▶ [The records]:
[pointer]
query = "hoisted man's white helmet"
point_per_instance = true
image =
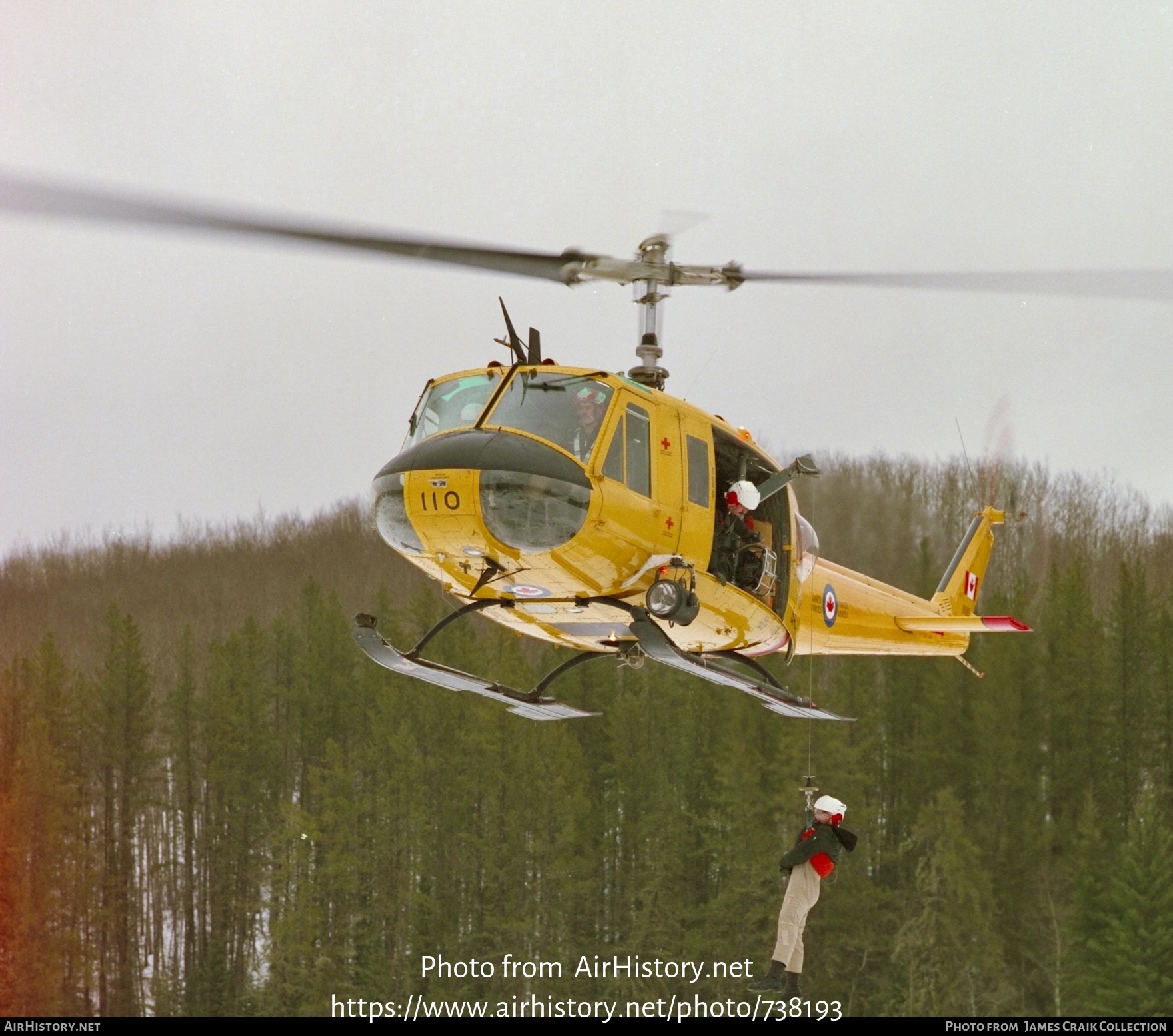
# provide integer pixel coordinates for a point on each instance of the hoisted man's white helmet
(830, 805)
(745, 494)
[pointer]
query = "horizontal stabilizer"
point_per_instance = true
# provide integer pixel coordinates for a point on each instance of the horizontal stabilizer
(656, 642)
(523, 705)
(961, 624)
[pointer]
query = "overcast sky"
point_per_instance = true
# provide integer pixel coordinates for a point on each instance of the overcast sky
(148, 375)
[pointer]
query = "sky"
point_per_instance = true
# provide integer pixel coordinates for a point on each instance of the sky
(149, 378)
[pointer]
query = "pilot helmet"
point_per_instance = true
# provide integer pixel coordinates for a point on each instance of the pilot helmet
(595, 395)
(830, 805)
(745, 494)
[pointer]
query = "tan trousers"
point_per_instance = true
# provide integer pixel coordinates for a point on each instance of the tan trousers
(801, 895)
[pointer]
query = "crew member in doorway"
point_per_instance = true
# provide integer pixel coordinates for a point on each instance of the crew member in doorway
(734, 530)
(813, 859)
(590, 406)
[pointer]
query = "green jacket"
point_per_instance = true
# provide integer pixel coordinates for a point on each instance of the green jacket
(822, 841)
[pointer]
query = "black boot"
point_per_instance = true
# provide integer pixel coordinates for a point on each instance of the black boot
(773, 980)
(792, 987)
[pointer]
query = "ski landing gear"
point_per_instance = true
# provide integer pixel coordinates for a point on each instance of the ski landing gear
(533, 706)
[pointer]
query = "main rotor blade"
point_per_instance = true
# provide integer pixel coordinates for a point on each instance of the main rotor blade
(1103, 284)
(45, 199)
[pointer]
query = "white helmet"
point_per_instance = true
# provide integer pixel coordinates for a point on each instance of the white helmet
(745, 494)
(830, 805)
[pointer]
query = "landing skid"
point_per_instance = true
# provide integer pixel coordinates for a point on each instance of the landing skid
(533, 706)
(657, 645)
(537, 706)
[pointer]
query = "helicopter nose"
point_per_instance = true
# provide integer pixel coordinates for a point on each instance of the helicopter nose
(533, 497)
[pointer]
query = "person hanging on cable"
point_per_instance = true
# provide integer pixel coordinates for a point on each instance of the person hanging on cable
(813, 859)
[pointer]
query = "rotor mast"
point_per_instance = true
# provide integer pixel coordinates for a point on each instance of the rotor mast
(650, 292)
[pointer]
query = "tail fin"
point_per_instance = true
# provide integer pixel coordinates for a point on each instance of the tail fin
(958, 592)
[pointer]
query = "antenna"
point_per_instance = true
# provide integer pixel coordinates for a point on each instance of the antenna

▶ [Problem to solve]:
Reproduce all the records verbatim, excluding images.

▶ [Result below]:
[pointer]
query = "hoisted man's white helmet"
point_per_instance = true
image =
# provide integer pixel coordinates for a point on each instance of the hoisted man's white helmet
(830, 805)
(745, 494)
[pointer]
query = "horizontal stabilizer"
point_per_instance = true
# provide integer pixel coordinates for a point on each instance of the horizontal stabilizer
(656, 642)
(523, 705)
(961, 624)
[pointer]
query = "overcast sky"
point_per_instance = true
# provide integer pixel coordinates for a point on each instance of the overcast sky
(148, 375)
[pointer]
query = "sky"
point_per_instance = true
# provide integer pixel coordinates for a point on each instance of the sky
(149, 378)
[pointer]
query = "pilot helmet"
point_per_instance = true
# provide integer pixel coordinates for a point on each instance of the pilot helmet
(595, 395)
(830, 805)
(745, 494)
[pointer]
query = "tan trousers"
point_per_instance = true
# provide integer pixel coordinates for a point on each instance of the tan trousers
(801, 895)
[pointer]
query = "crew member in doorway"
point_per_instance = true
# provide integer pixel coordinates for a point on each instance of the crew member in doorway
(734, 530)
(813, 859)
(590, 406)
[pointer]
query = "green jacket"
point_per_instance = true
# provide integer pixel coordinates for a point on each instance of the green jacket
(822, 841)
[pointer]
query = "black boot"
point_per_instance = true
# provide integer pixel coordinates for a point on each instance of the black boot
(773, 980)
(792, 987)
[pointer]
query = "ski landing gear"
point_per_instance = true
# provide integer pixel coordinates for a point on each instance of the ski landing gear
(533, 706)
[pointer]
query = "main rotor blade"
point_per_instance = true
# provide integer pixel coordinates for a point on each instance of the main rotor blade
(1103, 284)
(45, 199)
[pointer]
query = "white helmet"
point_per_instance = true
# provide integer pixel coordinates for a point on each instance of the white helmet
(745, 494)
(830, 805)
[pointer]
query = "landing skid"
point_per_instance = true
# provide integer pixel coordinates for a point on each instance of the landing skid
(533, 706)
(657, 645)
(537, 706)
[pointer]
query = "helicopter nose"
point_per_instance = true
# provide integer pixel coordinates for a point on each instance of the helicopter nose
(533, 497)
[pointer]
query = "person hanging on cable"
point_per_instance = true
# provide integer pixel coordinates for a point on each instance of the person hanging on cable
(813, 859)
[pointer]
query = "rotor mast"
point_per_instance = true
# provide integer pixel coordinates for a point on each instance of the rotor mast
(650, 292)
[pointer]
query = "tail fin"
point_per_instance = true
# provide integer pixel coordinates for a point on each instance of the tail fin
(958, 592)
[pointer]
query = "antenna"
point_per_instance = true
# provide integer pixel coordinates for a point on each instance of the antenna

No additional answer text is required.